# [Selected extract]
————
In Life Before Birth Dr. Arthur Janov illuminates the sources of much that happens during life after birth. Lucidly, the pioneer of primal therapy provides the scientific rationale for treatments that take us through our original, non-verbal memories—to essential depths of experience that the superficial cognitive-behavioral modalities currently in fashion cannot possibly touch, let alone transform.
Gabor Maté MD, author of In The Realm of Hungry Ghosts: Close Encounters With Addiction

An expansive analysis! This book attempts to explain the impact of critical developmental windows in the past, implores us to improve the lives of pregnant women in the present, and has implications for understanding our children, ourselves, and our collective future. I’m not sure whether primal therapy works or not, but it certainly deserves systematic testing in well-designed, assessor-blinded, randomized controlled clinical trials.
————
# [Stored data entries]
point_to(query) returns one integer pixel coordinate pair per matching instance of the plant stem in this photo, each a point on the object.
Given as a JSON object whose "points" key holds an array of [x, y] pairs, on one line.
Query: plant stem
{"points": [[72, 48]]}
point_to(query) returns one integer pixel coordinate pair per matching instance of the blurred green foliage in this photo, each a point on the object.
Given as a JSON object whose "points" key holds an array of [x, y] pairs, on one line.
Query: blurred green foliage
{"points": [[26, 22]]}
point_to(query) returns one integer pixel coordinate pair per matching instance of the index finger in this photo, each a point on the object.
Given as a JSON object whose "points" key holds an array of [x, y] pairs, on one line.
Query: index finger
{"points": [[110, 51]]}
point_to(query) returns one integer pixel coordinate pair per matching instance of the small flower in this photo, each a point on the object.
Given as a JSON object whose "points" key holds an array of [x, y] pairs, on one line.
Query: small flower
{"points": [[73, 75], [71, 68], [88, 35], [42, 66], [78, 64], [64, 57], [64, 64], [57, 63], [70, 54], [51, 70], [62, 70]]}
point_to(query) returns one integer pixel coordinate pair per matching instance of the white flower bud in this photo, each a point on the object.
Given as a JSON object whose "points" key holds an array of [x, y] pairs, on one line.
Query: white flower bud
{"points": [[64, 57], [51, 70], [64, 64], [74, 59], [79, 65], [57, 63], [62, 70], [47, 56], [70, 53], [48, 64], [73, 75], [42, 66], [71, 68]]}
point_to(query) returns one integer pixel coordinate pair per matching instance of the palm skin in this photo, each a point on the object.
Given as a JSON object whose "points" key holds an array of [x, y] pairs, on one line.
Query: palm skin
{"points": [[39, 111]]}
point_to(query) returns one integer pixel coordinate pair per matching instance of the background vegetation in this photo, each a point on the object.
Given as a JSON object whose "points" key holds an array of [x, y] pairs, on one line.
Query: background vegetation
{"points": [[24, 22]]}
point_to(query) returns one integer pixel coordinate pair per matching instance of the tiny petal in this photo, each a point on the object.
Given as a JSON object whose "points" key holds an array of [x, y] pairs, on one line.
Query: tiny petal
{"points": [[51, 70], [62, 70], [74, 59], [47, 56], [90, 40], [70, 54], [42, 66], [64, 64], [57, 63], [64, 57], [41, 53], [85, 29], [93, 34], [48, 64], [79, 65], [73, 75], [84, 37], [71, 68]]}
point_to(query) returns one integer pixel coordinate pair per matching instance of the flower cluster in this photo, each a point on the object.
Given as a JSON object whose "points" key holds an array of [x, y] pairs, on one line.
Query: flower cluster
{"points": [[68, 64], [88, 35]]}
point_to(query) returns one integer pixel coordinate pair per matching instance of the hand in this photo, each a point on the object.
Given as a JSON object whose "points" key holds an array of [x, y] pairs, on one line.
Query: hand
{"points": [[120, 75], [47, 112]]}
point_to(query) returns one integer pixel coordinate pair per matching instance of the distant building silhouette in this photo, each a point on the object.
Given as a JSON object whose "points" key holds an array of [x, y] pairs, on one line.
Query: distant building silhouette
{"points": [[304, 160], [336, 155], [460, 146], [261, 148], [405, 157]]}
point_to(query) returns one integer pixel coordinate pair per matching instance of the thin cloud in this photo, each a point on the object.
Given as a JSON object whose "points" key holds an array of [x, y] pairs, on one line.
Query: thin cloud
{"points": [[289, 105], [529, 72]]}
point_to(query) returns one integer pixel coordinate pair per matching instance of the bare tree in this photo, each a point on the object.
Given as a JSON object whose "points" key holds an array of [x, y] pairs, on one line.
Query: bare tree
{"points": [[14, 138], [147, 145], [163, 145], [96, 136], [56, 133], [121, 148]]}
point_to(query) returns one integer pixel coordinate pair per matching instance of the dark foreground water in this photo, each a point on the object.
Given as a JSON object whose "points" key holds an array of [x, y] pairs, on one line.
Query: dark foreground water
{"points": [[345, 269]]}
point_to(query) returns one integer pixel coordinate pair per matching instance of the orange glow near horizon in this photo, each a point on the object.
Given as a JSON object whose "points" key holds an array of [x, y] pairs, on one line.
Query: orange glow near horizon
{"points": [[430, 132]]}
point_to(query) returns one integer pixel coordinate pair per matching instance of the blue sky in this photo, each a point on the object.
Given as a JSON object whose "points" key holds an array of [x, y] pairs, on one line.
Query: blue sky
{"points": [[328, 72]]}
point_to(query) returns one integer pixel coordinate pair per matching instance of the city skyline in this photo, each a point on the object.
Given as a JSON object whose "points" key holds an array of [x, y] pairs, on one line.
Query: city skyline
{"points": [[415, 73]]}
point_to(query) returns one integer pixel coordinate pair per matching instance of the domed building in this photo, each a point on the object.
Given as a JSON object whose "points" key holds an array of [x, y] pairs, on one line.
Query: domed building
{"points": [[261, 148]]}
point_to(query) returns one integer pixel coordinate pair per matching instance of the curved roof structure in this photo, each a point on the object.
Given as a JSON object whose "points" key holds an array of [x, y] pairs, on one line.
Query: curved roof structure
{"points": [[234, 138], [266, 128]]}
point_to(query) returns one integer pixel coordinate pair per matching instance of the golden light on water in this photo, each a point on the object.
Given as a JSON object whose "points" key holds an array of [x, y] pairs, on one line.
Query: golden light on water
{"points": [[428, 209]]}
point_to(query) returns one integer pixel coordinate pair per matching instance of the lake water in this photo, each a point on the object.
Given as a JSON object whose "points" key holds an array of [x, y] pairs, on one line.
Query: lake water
————
# [Task goal]
In the praise for Life Before Birth, why does Gabor Maté rank the treatments the book supports above the cognitive-behavioral approaches in fashion? Answer in one to three sentences. The listing has nothing to do with this.

# [Solution to this problem]
The treatments take people through their original, non-verbal memories to essential depths of experience. He calls the cognitive-behavioral approaches superficial and says they cannot touch those depths, let alone transform them.